### Your tasks
A. Set down word for word the stretch of the blog entries from "I completed yet" through "bad or ugly.".
B. According to the blog entries, how long does the writer feel exhausted after walking, as if they had been running for hours?

### Text segment
━━━━
Monday, August 20, 2018

Happy birthday

I completed yet another revolution around the sun. This one, actually, was not particularly kind one. I was diagnosed and came face to face with a an invisibly crippling condition. I also faced some hard truths about the bad decisions I made previously in my personal life. Some things just keep hounding you back. For a long time. Very long time. I hope not a very very long time. I took some time, despite the shortness of my attention span lately, to reflect the series of bad decision that led me here. Needless to say, it a was source of much misery.
I am also scheduled to be betrothed in the coming year that brings a lot of uncertainty. A friend recently noted that I held unhealthy amount of cynicism for a guy decided to enter the nuptials. It came to me as an unhidden revelations. One of those things you always see but never notice. I don't know if that's good, bad or ugly.

Monday, August 13, 2018

Happiness

Sometimes I think I just don't WANT to be happy. And there is nothing anyone can ever say or do change that. I hear a lot of 'you should be happy', being happy is cure of all diseases', why are you so sad' or just 'cheer up' or some variation of the above. But as easy as it sounds, it does not cheer me up. Something just doesn't feel right when I am happy. May be I can guess but I am not sure. I am tired of pretending to be happy. I feel more at ease when I am sad but not quite because I am not happy. This kind of reminds me something I seen a few years ago.




Wednesday, May 30, 2018

Everything hurts

I have pain in the muscles of my body I have never heard the names of. Everything I do, hurts something or the other. There are times, like these days, lifting a bottle of water feels that border-painful stretch in the biceps and triceps. Sometimes, just typing on keyboard is painful from the elbow and below. The wrist joints hurt with anything that puts pressure on them. I cannot stand 5 sec without having pain in the quads and hamstring and few seconds later in calf, Achilles, shin, sartorius. ALL the muscles in legs start to hut as I begin walking. I don't even know the names. After 10 minutes of walking, I feel so exhausted that it feels as if I have been running for hours and just took a break.The neck and shoulder are perennially stiff and painful. There are spots that are painful to touch spread all over my back from the neck to the hip. Sitting on a chair for longer than few minutes gives that uncomfortable nagging pain in the lower back. The daily activities that used to take effort, now seem like a challenge. I have to wait and be wearing dirty cloths until I feel strong enough to do the laundry for myself. (This involves walking up and down the stairs with a few loads). I have been cooking a lot less. I so much like to cook my own food but this is a challenging activity now.
━━━━
Extracted records:
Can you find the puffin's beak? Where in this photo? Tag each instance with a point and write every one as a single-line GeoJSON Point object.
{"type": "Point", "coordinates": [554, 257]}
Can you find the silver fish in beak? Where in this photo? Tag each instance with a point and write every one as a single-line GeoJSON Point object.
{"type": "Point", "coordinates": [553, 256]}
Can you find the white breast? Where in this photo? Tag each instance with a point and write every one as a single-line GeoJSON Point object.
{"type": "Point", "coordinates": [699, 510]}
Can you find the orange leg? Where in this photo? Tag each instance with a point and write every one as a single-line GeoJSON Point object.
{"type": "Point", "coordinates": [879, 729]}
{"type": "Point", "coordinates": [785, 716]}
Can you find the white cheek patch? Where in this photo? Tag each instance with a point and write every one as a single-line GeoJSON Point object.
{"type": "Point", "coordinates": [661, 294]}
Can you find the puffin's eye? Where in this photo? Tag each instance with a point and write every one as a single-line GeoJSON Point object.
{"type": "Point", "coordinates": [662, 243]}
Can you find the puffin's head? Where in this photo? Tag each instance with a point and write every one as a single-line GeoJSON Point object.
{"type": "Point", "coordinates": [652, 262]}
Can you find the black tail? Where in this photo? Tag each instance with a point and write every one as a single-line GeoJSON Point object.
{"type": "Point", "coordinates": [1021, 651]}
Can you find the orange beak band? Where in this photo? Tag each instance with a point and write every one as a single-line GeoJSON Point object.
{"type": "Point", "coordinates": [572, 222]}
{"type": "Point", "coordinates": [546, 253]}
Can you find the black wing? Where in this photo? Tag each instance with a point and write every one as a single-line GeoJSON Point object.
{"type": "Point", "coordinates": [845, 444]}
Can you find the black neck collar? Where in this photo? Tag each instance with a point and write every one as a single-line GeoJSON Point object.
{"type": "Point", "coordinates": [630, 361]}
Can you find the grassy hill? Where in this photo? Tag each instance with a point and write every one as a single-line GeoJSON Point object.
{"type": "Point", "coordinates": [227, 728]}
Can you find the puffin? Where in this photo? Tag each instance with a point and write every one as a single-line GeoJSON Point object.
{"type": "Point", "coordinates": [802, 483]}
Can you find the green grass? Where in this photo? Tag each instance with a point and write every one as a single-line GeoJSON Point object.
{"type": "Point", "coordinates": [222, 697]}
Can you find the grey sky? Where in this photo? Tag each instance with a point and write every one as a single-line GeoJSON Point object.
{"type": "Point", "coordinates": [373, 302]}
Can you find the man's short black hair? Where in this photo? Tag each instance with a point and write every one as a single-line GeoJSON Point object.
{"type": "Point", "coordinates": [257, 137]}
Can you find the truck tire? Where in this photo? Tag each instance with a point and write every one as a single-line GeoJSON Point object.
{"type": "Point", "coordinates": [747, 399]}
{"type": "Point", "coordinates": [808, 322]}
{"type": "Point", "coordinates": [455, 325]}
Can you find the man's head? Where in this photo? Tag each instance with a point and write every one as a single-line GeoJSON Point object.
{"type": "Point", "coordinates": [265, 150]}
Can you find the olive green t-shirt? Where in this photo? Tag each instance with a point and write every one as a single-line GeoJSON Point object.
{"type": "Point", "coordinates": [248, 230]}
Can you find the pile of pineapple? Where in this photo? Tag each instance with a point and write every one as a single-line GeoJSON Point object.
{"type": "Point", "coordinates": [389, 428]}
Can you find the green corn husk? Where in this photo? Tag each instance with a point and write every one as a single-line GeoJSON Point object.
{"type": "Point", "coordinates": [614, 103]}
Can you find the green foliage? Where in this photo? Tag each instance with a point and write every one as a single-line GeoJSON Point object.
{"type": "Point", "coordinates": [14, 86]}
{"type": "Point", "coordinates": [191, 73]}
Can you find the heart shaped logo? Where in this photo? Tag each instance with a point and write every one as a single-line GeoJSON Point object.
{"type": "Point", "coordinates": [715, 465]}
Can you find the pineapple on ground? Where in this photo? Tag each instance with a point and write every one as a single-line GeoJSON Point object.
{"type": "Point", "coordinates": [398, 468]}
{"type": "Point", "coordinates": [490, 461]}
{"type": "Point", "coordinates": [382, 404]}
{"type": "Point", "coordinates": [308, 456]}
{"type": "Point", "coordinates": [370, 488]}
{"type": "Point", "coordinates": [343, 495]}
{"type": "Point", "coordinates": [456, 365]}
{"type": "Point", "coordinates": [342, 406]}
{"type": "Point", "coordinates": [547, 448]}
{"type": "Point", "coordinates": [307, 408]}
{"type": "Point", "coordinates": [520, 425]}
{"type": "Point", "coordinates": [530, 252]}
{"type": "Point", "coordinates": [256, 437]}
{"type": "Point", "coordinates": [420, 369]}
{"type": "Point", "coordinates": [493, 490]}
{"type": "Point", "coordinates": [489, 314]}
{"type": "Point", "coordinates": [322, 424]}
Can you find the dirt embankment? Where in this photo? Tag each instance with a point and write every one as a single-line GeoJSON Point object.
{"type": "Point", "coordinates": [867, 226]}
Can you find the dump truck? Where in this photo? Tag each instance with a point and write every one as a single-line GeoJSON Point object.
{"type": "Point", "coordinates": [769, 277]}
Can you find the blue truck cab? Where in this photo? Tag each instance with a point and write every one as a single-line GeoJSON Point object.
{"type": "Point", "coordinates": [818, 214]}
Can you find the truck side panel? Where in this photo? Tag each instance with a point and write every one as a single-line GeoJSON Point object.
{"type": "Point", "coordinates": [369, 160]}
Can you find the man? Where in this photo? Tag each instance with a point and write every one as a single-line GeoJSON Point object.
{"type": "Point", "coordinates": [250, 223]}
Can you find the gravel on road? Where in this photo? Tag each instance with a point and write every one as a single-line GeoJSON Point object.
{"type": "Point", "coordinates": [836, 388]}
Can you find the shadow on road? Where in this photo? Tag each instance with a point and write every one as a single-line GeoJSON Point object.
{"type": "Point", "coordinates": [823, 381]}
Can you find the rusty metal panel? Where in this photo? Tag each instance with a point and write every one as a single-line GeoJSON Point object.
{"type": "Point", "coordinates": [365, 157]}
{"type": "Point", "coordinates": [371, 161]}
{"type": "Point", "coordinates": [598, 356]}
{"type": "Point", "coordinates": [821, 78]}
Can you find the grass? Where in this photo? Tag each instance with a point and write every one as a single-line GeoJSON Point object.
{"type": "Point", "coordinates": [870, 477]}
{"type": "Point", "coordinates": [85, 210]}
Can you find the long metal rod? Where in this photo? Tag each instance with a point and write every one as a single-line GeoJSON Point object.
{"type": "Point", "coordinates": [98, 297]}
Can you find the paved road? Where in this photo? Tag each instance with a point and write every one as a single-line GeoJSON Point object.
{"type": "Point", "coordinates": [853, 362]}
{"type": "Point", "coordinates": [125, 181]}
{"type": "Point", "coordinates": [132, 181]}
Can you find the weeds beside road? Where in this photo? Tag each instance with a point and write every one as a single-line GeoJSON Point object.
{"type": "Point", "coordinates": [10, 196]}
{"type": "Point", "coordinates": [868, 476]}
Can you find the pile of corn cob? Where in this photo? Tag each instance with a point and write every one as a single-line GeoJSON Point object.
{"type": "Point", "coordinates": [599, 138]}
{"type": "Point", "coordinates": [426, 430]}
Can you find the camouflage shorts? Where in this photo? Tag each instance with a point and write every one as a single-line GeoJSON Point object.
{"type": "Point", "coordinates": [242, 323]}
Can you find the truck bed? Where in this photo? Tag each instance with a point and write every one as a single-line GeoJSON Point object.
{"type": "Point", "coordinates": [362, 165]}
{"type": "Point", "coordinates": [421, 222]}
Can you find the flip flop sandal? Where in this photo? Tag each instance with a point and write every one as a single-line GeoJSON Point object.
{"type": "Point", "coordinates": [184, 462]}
━━━━
### Answers to the tasks
A.
I completed yet another revolution around the sun. This one, actually, was not particularly kind one. I was diagnosed and came face to face with a an invisibly crippling condition. I also faced some hard truths about the bad decisions I made previously in my personal life. Some things just keep hounding you back. For a long time. Very long time. I hope not a very very long time. I took some time, despite the shortness of my attention span lately, to reflect the series of bad decision that led me here. Needless to say, it a was source of much misery.
I am also scheduled to be betrothed in the coming year that brings a lot of uncertainty. A friend recently noted that I held unhealthy amount of cynicism for a guy decided to enter the nuptials. It came to me as an unhidden revelations. One of those things you always see but never notice. I don't know if that's good, bad or ugly.

B. After 10 minutes of walking.